[GIVEN PROBLEM] Locate every line in the rows below that contains the word "nest", and copy each of those lines in full.

begin ITEMS

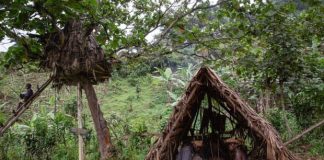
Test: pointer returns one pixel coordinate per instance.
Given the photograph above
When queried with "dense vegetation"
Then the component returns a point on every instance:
(270, 52)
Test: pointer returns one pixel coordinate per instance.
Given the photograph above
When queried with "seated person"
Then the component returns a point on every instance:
(198, 148)
(185, 152)
(25, 96)
(237, 149)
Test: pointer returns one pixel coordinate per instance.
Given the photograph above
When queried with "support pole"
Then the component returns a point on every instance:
(80, 122)
(305, 132)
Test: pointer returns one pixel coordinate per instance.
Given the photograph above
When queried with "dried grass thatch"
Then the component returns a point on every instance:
(266, 143)
(73, 54)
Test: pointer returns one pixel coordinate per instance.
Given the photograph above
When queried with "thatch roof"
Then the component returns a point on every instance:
(266, 143)
(73, 54)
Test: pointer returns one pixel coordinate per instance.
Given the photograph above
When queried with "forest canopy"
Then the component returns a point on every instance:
(270, 51)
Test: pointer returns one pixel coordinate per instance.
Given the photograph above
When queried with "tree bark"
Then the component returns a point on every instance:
(282, 103)
(80, 123)
(105, 145)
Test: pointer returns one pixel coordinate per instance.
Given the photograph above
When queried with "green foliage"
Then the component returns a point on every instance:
(276, 117)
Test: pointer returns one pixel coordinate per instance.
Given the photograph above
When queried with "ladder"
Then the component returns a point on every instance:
(24, 106)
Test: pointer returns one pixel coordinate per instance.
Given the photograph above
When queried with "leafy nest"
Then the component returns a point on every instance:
(73, 54)
(264, 140)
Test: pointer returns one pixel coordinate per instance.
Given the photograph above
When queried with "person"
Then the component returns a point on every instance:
(237, 149)
(186, 150)
(198, 148)
(25, 96)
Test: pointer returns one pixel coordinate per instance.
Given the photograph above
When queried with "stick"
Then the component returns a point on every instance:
(304, 132)
(80, 122)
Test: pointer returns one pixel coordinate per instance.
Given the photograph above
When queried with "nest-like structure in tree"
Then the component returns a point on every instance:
(73, 54)
(261, 139)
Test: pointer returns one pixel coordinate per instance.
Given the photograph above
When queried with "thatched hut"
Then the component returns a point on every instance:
(210, 110)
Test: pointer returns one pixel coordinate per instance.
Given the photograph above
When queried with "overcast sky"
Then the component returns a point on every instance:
(6, 43)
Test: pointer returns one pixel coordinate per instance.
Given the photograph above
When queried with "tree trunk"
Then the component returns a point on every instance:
(103, 135)
(282, 103)
(80, 123)
(305, 132)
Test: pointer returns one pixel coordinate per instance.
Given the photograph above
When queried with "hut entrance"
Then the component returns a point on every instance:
(214, 135)
(212, 122)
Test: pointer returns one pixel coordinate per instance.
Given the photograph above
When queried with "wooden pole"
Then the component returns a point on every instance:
(305, 132)
(80, 122)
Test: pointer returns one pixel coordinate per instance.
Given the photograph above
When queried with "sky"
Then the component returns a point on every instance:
(6, 42)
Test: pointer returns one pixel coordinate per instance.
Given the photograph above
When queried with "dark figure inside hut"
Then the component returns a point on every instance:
(25, 96)
(185, 152)
(236, 148)
(198, 148)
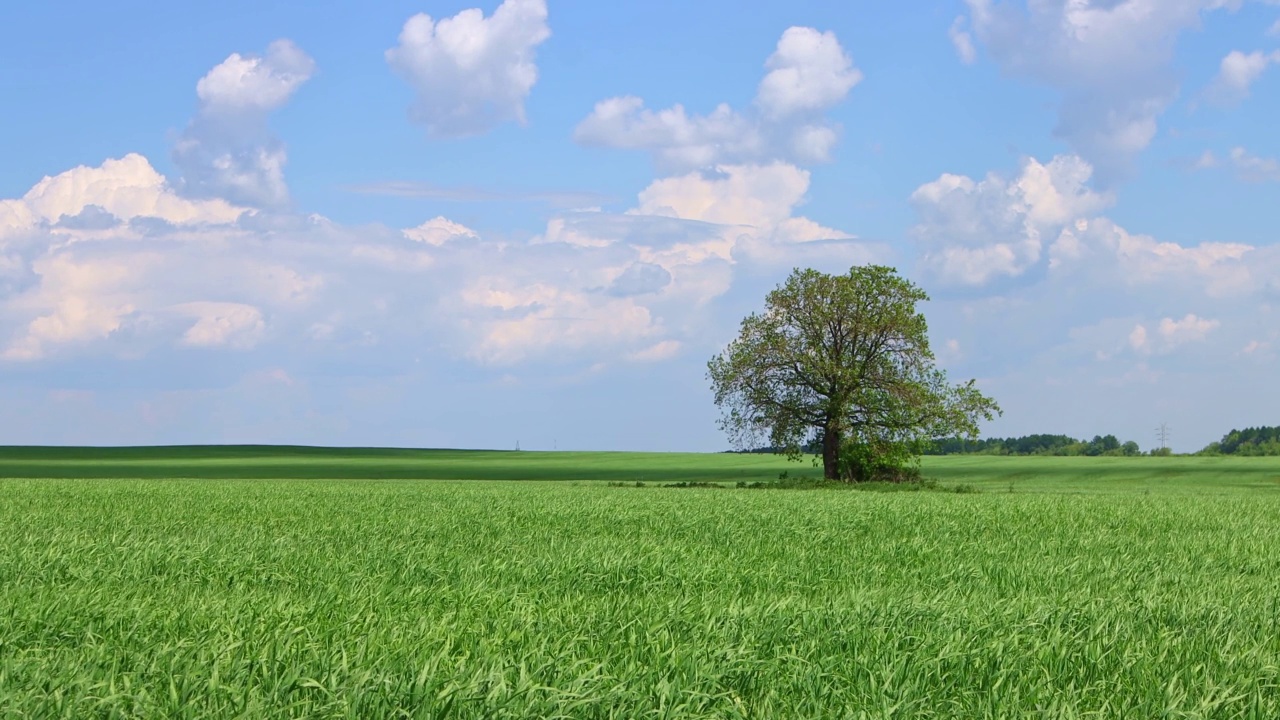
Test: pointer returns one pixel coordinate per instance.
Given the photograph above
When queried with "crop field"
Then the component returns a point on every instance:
(302, 583)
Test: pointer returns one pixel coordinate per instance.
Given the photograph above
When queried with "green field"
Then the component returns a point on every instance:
(295, 582)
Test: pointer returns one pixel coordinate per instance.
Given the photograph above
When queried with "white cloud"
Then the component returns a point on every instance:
(1188, 329)
(1110, 60)
(1253, 168)
(127, 187)
(1237, 73)
(438, 231)
(808, 73)
(1171, 333)
(973, 232)
(248, 83)
(469, 72)
(110, 261)
(963, 41)
(227, 149)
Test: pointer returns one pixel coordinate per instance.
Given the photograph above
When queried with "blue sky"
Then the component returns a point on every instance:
(446, 224)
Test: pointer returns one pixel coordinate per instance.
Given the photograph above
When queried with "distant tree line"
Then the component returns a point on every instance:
(1025, 445)
(1036, 445)
(1249, 441)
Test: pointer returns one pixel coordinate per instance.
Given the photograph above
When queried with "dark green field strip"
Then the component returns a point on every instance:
(1109, 474)
(312, 463)
(164, 598)
(987, 473)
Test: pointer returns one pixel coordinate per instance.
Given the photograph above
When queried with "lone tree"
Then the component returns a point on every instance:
(842, 361)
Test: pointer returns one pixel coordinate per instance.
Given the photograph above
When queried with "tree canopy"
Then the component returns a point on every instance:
(842, 361)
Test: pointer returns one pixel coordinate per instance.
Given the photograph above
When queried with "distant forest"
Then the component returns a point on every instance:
(1249, 441)
(1028, 445)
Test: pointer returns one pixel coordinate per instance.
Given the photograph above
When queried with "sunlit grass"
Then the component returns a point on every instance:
(407, 598)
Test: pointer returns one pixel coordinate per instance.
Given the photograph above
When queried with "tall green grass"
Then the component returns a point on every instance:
(379, 598)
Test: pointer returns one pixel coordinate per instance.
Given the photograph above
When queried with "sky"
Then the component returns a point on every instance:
(447, 224)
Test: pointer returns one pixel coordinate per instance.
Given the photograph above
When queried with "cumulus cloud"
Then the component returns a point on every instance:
(1237, 73)
(1171, 333)
(972, 232)
(469, 72)
(1111, 62)
(112, 261)
(808, 74)
(438, 231)
(227, 150)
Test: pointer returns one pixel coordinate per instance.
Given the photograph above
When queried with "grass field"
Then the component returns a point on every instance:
(342, 584)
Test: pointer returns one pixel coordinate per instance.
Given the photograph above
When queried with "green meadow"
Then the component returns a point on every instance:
(257, 582)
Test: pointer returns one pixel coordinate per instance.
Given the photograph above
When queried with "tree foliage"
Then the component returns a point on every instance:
(842, 361)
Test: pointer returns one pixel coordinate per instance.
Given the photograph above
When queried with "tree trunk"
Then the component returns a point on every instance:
(831, 452)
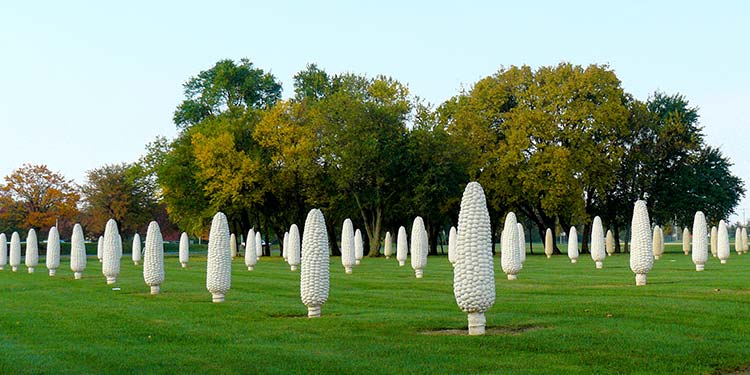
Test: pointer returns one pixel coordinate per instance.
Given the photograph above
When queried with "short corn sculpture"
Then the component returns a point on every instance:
(641, 250)
(137, 251)
(77, 252)
(573, 245)
(598, 252)
(510, 258)
(251, 256)
(314, 277)
(219, 262)
(32, 251)
(418, 247)
(473, 274)
(402, 247)
(111, 252)
(293, 251)
(700, 245)
(184, 251)
(53, 251)
(153, 258)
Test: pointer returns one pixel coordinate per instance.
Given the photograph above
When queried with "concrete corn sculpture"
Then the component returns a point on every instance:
(738, 241)
(111, 252)
(722, 243)
(597, 243)
(700, 245)
(137, 251)
(401, 247)
(641, 250)
(153, 258)
(521, 243)
(184, 252)
(510, 258)
(714, 243)
(3, 251)
(573, 245)
(100, 248)
(233, 245)
(473, 273)
(418, 247)
(314, 278)
(293, 251)
(251, 256)
(359, 247)
(32, 251)
(549, 245)
(52, 260)
(610, 243)
(77, 252)
(388, 247)
(658, 243)
(15, 251)
(219, 262)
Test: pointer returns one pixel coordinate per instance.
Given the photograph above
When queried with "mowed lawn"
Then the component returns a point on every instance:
(556, 318)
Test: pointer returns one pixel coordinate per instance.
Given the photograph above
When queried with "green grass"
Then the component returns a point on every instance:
(557, 317)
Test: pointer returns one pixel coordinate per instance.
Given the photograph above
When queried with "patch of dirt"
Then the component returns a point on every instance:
(489, 331)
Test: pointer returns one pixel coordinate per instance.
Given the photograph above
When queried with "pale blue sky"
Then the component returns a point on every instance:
(83, 84)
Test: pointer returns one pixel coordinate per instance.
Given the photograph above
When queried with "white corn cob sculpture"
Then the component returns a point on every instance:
(100, 248)
(597, 243)
(314, 278)
(418, 247)
(658, 243)
(137, 251)
(111, 252)
(700, 247)
(77, 252)
(573, 245)
(284, 247)
(251, 256)
(722, 243)
(3, 251)
(233, 245)
(388, 248)
(549, 245)
(293, 251)
(510, 258)
(153, 258)
(738, 241)
(610, 243)
(359, 247)
(219, 262)
(473, 273)
(348, 258)
(258, 245)
(32, 251)
(641, 250)
(521, 243)
(401, 247)
(184, 251)
(15, 251)
(52, 260)
(714, 243)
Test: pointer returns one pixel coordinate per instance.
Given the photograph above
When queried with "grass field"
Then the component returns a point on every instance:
(557, 317)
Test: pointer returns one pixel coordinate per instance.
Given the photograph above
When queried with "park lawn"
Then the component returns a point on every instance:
(557, 317)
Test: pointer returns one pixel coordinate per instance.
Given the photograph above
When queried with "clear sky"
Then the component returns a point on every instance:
(83, 84)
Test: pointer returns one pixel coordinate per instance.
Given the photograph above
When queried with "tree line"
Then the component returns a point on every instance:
(559, 145)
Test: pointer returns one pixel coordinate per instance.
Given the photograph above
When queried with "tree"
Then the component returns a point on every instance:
(35, 197)
(117, 191)
(226, 87)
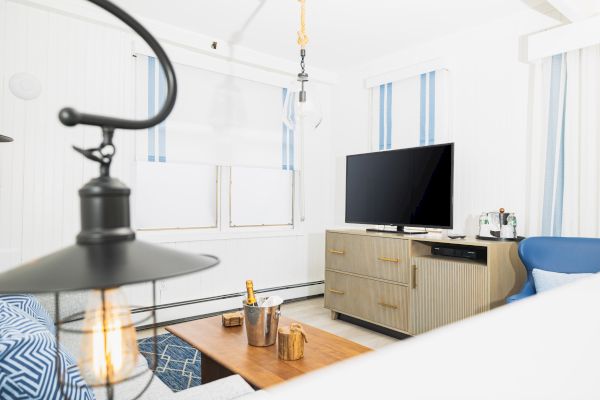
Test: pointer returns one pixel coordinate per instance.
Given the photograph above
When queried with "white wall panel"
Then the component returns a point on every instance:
(261, 196)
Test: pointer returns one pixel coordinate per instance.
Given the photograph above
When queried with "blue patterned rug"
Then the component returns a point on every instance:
(178, 362)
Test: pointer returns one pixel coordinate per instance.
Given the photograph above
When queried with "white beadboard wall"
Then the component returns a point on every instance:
(90, 66)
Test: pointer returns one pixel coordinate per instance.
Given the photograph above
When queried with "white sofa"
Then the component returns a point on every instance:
(545, 347)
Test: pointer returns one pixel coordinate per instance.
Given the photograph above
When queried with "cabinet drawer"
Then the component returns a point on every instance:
(375, 301)
(383, 258)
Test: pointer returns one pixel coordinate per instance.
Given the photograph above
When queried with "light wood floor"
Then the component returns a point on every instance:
(312, 312)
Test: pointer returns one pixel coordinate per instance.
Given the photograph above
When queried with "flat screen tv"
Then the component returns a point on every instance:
(406, 188)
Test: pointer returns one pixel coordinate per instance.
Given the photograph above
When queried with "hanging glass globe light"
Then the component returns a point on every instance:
(301, 104)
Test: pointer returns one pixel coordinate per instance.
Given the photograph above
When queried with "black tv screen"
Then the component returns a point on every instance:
(406, 187)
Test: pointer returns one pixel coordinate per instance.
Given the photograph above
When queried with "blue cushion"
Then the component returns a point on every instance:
(31, 306)
(546, 280)
(28, 362)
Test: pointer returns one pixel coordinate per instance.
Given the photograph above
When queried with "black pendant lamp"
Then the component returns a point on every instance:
(106, 254)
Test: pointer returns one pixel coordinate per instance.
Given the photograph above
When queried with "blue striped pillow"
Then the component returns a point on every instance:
(31, 306)
(28, 362)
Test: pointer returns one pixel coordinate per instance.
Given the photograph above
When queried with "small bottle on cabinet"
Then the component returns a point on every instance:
(251, 300)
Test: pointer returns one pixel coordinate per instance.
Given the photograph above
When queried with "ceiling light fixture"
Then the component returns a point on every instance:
(301, 108)
(106, 255)
(301, 105)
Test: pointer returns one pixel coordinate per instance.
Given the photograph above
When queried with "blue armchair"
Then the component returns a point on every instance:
(556, 254)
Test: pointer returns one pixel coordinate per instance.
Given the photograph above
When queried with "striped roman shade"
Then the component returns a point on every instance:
(410, 112)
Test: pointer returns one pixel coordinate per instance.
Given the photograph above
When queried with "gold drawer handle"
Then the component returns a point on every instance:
(388, 259)
(387, 305)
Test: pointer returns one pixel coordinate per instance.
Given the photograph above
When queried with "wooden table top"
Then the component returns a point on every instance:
(260, 366)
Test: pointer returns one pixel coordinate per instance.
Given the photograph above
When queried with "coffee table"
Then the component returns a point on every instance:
(225, 351)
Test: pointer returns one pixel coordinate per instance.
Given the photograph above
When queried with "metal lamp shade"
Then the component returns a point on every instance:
(101, 266)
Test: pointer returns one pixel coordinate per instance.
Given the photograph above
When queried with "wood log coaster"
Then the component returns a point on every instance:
(232, 319)
(290, 342)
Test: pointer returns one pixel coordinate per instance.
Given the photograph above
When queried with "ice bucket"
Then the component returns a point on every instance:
(261, 324)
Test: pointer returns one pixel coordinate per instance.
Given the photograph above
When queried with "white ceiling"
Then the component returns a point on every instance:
(340, 32)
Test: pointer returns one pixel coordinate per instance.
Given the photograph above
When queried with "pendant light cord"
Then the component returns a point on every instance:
(302, 37)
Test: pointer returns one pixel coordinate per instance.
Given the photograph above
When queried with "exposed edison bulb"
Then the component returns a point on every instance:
(301, 106)
(109, 352)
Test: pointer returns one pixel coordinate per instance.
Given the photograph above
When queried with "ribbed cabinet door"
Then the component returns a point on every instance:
(446, 291)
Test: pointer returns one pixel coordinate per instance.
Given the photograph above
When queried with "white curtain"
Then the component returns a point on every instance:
(564, 178)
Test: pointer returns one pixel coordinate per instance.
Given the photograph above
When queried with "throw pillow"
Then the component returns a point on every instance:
(546, 280)
(31, 306)
(28, 364)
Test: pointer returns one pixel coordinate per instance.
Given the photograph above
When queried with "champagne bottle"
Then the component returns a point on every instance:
(251, 301)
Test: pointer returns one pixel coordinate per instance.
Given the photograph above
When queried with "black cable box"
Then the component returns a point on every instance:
(458, 251)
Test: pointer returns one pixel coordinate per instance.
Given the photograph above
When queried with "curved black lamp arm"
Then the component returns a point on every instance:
(70, 117)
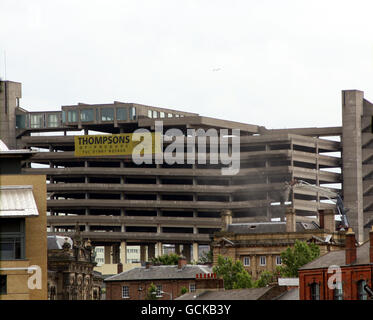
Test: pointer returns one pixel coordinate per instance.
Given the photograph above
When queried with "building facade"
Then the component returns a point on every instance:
(259, 245)
(170, 281)
(23, 229)
(319, 280)
(70, 269)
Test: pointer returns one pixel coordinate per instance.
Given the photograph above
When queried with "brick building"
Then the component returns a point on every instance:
(259, 245)
(23, 229)
(169, 280)
(356, 265)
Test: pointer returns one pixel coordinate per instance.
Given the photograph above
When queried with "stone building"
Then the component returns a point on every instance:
(23, 229)
(70, 269)
(259, 245)
(169, 280)
(318, 279)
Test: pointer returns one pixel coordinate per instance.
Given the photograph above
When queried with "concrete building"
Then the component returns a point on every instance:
(318, 280)
(259, 245)
(118, 203)
(23, 229)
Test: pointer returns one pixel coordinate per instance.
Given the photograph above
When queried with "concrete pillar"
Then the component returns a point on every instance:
(177, 249)
(186, 252)
(123, 252)
(116, 253)
(352, 110)
(142, 253)
(151, 250)
(159, 249)
(195, 251)
(107, 254)
(291, 223)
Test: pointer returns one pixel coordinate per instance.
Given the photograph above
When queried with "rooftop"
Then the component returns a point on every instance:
(339, 258)
(161, 273)
(269, 227)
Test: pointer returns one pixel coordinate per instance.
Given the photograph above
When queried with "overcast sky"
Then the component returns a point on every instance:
(280, 64)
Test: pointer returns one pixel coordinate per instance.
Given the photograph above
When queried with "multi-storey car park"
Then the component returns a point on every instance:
(117, 203)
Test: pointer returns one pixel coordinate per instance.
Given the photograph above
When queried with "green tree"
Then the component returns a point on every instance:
(266, 277)
(294, 258)
(152, 292)
(166, 259)
(233, 273)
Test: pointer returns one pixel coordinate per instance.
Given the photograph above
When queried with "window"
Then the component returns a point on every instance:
(263, 260)
(361, 293)
(338, 291)
(53, 120)
(12, 239)
(37, 121)
(192, 287)
(125, 292)
(86, 115)
(246, 261)
(315, 291)
(121, 113)
(72, 116)
(3, 289)
(107, 114)
(159, 290)
(133, 113)
(21, 121)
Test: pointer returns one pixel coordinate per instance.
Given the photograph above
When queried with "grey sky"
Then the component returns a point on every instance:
(273, 63)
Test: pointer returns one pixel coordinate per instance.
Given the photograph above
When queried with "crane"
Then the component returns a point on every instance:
(331, 195)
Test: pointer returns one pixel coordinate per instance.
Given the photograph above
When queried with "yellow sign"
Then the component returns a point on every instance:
(117, 144)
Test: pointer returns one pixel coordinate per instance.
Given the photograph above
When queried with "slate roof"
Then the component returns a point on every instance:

end ITEMS

[REPLY]
When queried with "leafy nest"
When queried with "nest-like structure in tree"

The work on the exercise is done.